- **Requirement**:
Copy all of the data below word for word, leaving out the pictures.

------------------------------------

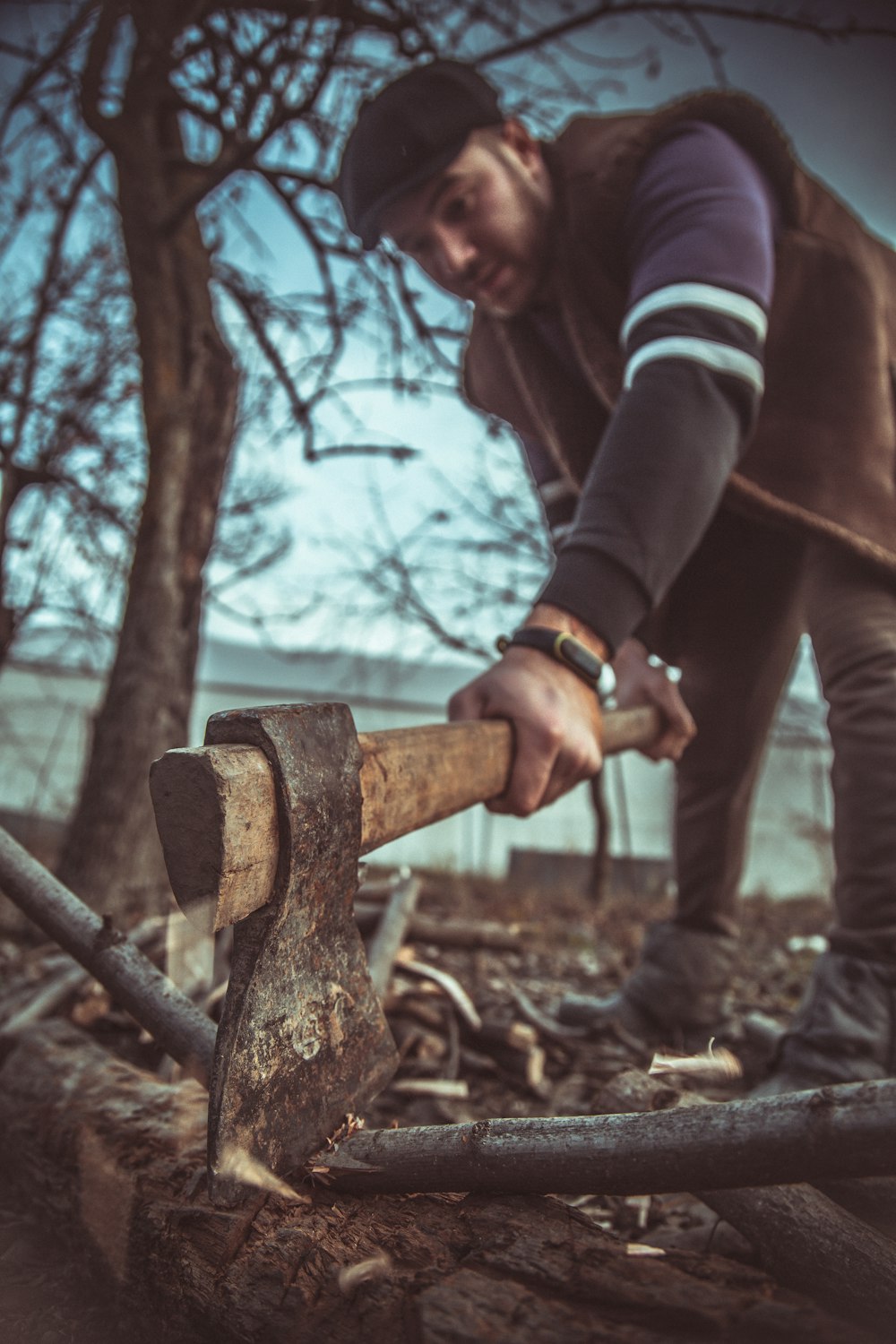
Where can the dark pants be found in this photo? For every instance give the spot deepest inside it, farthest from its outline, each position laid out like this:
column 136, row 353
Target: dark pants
column 761, row 590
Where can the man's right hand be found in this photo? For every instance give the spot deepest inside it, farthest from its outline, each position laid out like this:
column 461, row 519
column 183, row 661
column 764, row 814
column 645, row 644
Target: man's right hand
column 556, row 726
column 638, row 682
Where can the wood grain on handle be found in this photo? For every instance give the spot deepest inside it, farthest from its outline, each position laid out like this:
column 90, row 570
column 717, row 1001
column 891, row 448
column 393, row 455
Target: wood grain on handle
column 217, row 812
column 411, row 777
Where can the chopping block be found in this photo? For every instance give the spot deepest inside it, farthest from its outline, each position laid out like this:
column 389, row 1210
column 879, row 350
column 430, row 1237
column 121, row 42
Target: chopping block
column 263, row 828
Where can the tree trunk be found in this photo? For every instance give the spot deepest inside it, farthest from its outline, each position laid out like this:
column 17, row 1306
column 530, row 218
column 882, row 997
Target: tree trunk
column 112, row 855
column 117, row 1158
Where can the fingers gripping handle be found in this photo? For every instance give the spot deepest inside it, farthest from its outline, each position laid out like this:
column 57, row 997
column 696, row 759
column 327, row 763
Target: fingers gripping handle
column 217, row 812
column 413, row 777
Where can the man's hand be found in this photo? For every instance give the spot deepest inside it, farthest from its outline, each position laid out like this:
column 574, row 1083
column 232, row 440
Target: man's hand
column 641, row 683
column 555, row 715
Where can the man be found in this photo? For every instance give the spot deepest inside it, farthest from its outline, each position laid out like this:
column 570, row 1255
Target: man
column 696, row 343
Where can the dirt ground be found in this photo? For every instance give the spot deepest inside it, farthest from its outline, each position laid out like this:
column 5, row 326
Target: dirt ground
column 50, row 1293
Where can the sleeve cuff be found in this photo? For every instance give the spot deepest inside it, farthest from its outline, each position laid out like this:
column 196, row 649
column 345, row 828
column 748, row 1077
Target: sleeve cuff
column 599, row 591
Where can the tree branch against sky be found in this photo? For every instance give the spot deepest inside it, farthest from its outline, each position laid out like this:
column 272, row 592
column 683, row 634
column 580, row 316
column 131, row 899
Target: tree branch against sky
column 188, row 328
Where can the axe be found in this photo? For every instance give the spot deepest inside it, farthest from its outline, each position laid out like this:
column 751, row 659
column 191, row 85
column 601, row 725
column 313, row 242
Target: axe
column 263, row 828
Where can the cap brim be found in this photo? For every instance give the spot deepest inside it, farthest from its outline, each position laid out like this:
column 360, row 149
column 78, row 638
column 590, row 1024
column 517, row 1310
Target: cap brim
column 368, row 226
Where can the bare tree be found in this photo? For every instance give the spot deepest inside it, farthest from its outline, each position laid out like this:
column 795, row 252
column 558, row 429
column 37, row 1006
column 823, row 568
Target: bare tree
column 175, row 124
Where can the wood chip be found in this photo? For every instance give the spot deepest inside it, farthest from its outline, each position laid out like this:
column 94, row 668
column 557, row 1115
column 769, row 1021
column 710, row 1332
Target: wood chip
column 452, row 1088
column 245, row 1168
column 351, row 1276
column 712, row 1064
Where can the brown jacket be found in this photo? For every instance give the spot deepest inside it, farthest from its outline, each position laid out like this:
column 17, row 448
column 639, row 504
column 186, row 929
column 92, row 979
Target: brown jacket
column 823, row 457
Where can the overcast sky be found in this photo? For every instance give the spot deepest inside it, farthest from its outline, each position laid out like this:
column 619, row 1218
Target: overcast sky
column 837, row 101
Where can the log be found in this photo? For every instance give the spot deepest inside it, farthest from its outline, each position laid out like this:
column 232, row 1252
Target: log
column 116, row 1158
column 831, row 1133
column 801, row 1236
column 814, row 1246
column 217, row 811
column 177, row 1024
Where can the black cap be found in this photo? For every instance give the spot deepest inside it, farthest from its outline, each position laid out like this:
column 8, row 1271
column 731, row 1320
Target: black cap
column 408, row 134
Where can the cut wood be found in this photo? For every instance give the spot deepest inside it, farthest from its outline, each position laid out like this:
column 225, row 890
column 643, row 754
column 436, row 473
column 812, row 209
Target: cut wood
column 837, row 1132
column 449, row 933
column 814, row 1246
column 177, row 1024
column 806, row 1239
column 392, row 932
column 217, row 806
column 117, row 1159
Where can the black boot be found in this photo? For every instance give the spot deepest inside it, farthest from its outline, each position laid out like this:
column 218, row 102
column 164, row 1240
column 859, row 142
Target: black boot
column 844, row 1030
column 676, row 995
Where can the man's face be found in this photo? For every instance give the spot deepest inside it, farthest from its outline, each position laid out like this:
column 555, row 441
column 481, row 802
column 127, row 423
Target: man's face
column 481, row 228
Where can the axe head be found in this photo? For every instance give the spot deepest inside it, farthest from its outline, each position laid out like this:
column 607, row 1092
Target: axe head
column 303, row 1038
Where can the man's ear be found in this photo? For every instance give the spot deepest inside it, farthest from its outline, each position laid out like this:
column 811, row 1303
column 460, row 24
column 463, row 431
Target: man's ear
column 521, row 142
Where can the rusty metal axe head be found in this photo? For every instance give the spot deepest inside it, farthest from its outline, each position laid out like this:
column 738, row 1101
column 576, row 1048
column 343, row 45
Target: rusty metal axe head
column 263, row 828
column 303, row 1038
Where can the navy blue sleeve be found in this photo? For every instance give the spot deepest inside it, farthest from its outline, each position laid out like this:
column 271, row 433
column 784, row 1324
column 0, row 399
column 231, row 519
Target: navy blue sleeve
column 700, row 228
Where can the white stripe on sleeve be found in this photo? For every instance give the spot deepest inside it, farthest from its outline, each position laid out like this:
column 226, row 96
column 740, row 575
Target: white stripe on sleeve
column 726, row 301
column 723, row 359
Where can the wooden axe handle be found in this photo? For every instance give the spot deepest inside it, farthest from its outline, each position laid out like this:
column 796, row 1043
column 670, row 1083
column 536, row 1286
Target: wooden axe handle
column 217, row 806
column 411, row 777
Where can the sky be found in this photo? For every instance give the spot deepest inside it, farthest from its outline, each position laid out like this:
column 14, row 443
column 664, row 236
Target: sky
column 836, row 99
column 837, row 102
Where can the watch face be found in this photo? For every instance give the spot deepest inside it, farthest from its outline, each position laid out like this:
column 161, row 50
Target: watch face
column 606, row 687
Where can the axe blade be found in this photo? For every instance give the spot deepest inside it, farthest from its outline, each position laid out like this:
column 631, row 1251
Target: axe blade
column 303, row 1038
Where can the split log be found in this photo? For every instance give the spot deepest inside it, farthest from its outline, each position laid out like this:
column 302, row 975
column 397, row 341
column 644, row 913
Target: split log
column 117, row 1159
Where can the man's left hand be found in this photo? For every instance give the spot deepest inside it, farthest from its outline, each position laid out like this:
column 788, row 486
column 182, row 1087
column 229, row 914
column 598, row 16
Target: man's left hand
column 555, row 715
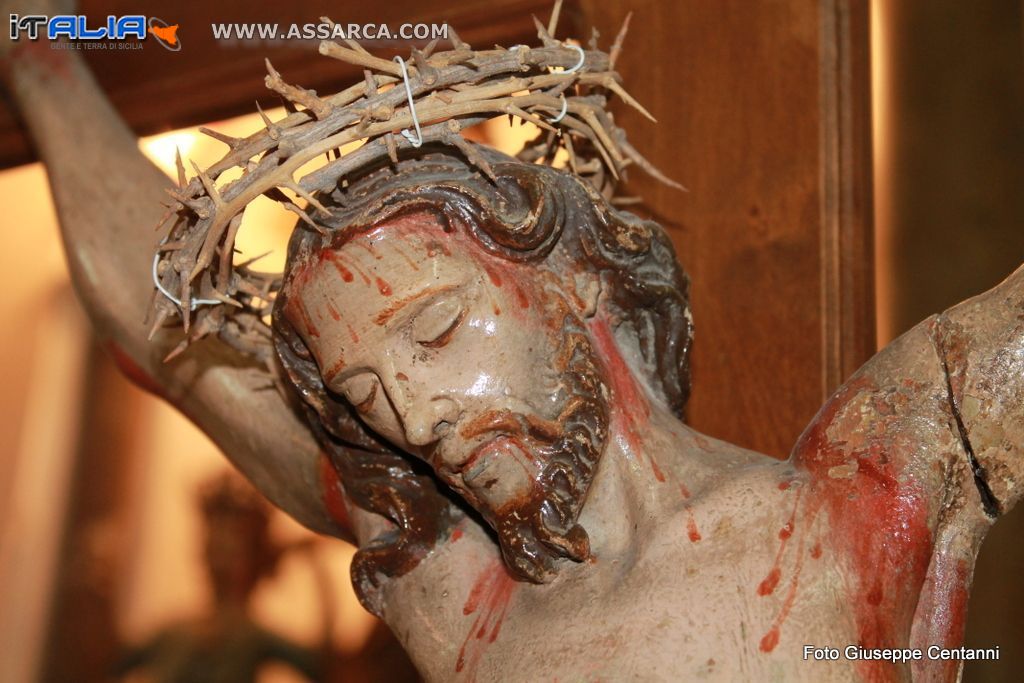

------------------------------------

- **Worked solution**:
Where can the dark pants be found in this photo? For every instance give the spot deepest inside it, farthest from its outline, each position laid out like this:
column 136, row 353
Target: dark pants
column 761, row 590
Where can the man's right hand be found in this photo? For every instance give the spot deepest inside it, farthest from its outline, each position laid out like this:
column 461, row 519
column 183, row 661
column 764, row 814
column 645, row 644
Target: man's right hand
column 556, row 726
column 638, row 682
Where can the wood grain on handle be found in this photo? For every instance give the spot deepest inside it, farthest from its outline, each position laid out like this:
column 90, row 570
column 717, row 1001
column 891, row 448
column 393, row 455
Target: wood grain on handle
column 217, row 812
column 411, row 777
Where can the chopping block be found in this photo? For every instance give the spot deepest inside it, farthest from its outline, each position laid out like this:
column 389, row 1210
column 879, row 350
column 430, row 1237
column 121, row 42
Target: chopping block
column 263, row 828
Where can the tree trunk be found in this photo? For every instance give the spot deepest inside it, farthest from its outline, each position laid out like this:
column 17, row 1306
column 530, row 218
column 882, row 997
Target: tree trunk
column 112, row 855
column 117, row 1158
Where can the fingers gripping handle be found in this photo? For every instance give the spot deepest inside it, farthest from its outline, each position laid out like this:
column 57, row 997
column 696, row 759
column 327, row 763
Target: fingers gripping handle
column 217, row 812
column 413, row 777
Where can the man's hand be found in this photo? For every instance give the spot deepest inside it, farthest from its outline, each position laid out like this:
column 574, row 1083
column 232, row 440
Target: man's hand
column 641, row 683
column 555, row 715
Where can the man be found in this photo? For every instance give the spot deepest inside it, farthest from its outline, each position laid out like this:
column 570, row 1255
Target: man
column 696, row 343
Where can the dirt ground be found in this photo? For every instance give the spot deepest inside it, farthest from its outline, each position laid out like this:
column 5, row 326
Target: dirt ground
column 50, row 1293
Where can the sleeve cuff be found in this photo? For every instance give the spot deepest inside it, farthest from its outline, each position laid out like this:
column 196, row 649
column 345, row 828
column 748, row 1077
Target: sleeve cuff
column 599, row 591
Where can the tree branch against sky be found in this photo? For every instance give the spot deepest inside it, farthest from its outline, each position laid out like this:
column 272, row 592
column 683, row 634
column 580, row 316
column 131, row 899
Target: tree branch against sky
column 188, row 328
Where can the axe be found in this photo? For every instance give the spot deepest inside it, farthest from its outline, each position laid out like this:
column 751, row 659
column 191, row 85
column 601, row 725
column 313, row 242
Target: axe
column 263, row 828
Where can the cap brim be found in this photo? For every instance give the spot deepest inside it, farthest from its outline, each position laid out like this:
column 360, row 149
column 78, row 638
column 590, row 1024
column 517, row 1310
Target: cap brim
column 368, row 226
Where can the bare tree be found in this photo? For every instance give the spot deepest inside it, farthest from its outline, each position laid out like this:
column 795, row 252
column 558, row 429
column 37, row 1006
column 823, row 568
Target: bare tree
column 175, row 124
Where can the wood chip be found in this photo? For every instance give the spot deepest inside it, farthest from its outline, each position laid out like this:
column 94, row 668
column 557, row 1115
column 769, row 1021
column 710, row 1332
Target: wood chip
column 452, row 1088
column 245, row 1168
column 351, row 1276
column 712, row 1064
Where can the brown jacket be found in this photo? For every instance give the spot deepest inside it, farthest from its outline, each position laid out like this:
column 17, row 448
column 639, row 504
column 186, row 929
column 92, row 979
Target: brown jacket
column 823, row 457
Where can the overcast sky be found in this photo? For every instance give the spot deepest inside it, farthest from its outline, each position laid out like this:
column 619, row 1218
Target: overcast sky
column 837, row 101
Where can the log be found in this photo? For every instance give the spot deepest inside it, farthest from its outline, each position laid out like this:
column 232, row 1252
Target: log
column 116, row 1158
column 831, row 1133
column 801, row 1236
column 814, row 1246
column 217, row 811
column 177, row 1024
Where can the black cap be found in this photo? For every instance give the spot deepest inside it, farthest from its outline, each position laid out like this:
column 8, row 1271
column 731, row 1320
Target: black cap
column 408, row 134
Where can the cut wood be found in this photo? For every instance give the spot deepest inside it, farthest from its outline, each position laid out like this:
column 225, row 890
column 643, row 754
column 436, row 473
column 812, row 209
Target: cut wood
column 837, row 1132
column 449, row 933
column 814, row 1246
column 177, row 1024
column 806, row 1239
column 392, row 932
column 217, row 806
column 117, row 1159
Where can the black boot be found in this photo? For every instance give the spot deepest inside it, farthest from its outline, each position laid out like this:
column 218, row 102
column 164, row 1240
column 859, row 142
Target: black boot
column 844, row 1030
column 676, row 995
Where can the man's face be found in this photo? For every instance give the spot deepest inside it, farthest from its outline, each position laid out like this:
column 555, row 441
column 481, row 802
column 127, row 423
Target: man's face
column 481, row 228
Where can the axe head be found in this photo? For every instance give the spot deepest inside it, farthest from its outline, each position laid out like this:
column 607, row 1092
Target: axe head
column 303, row 1038
Where can the man's ear be found in this photo? For every instance give the spot deepest inside it, farthest from its outline, each position laid out like this:
column 811, row 1303
column 460, row 24
column 463, row 431
Target: man's ear
column 521, row 142
Where can the rusty metal axe head be found in this photo? For every instance give the spot deepest inside it, farthest from its outline, each position laid out like this:
column 738, row 1101
column 576, row 1048
column 343, row 45
Target: rusty metal axe head
column 263, row 828
column 303, row 1038
Where can the navy blue sleeve be found in this photo? For every instance give the spot deepest inside it, farthest from its outline, each position laid out like this:
column 271, row 433
column 784, row 1324
column 0, row 399
column 231, row 519
Target: navy blue sleeve
column 700, row 228
Where can the white stripe on sleeve be found in this photo? For every instance give the spot deepest inside it, farthest from its outline, each position laid out like this:
column 226, row 96
column 740, row 575
Target: white stripe on sleeve
column 726, row 301
column 723, row 359
Where can the wooden axe handle be found in this photo? For every instance give the spot deepest inside it, farthest from its outline, each position laid out like this:
column 796, row 1043
column 670, row 1083
column 536, row 1286
Target: wooden axe handle
column 217, row 806
column 411, row 777
Where can the sky be found in this photo? For every instance give the spot deepest inside it, farthest from its outline, each position laid out like this:
column 14, row 443
column 664, row 236
Target: sky
column 836, row 99
column 837, row 102
Where can the watch face be found in this photo? For every instance give the spot deepest inside it, farthest from its outline, each position laid out like this:
column 161, row 50
Target: watch face
column 606, row 687
Where can the axe blade be found in this photo? For every instance give the spot deepest inside it, farthest from its outline, each position laid out like this:
column 631, row 1251
Target: axe blade
column 303, row 1038
Where can the split log be found in this photo? For every instance give the spot deepest inside it, farthest from its outline, each position laid out like this:
column 302, row 975
column 397, row 341
column 644, row 913
Target: split log
column 117, row 1159
Where can the man's left hand be found in this photo? For every instance give the spot deepest inside it, farthest from its outline, each position laid out like this:
column 788, row 486
column 182, row 1087
column 229, row 914
column 598, row 16
Target: man's left hand
column 555, row 715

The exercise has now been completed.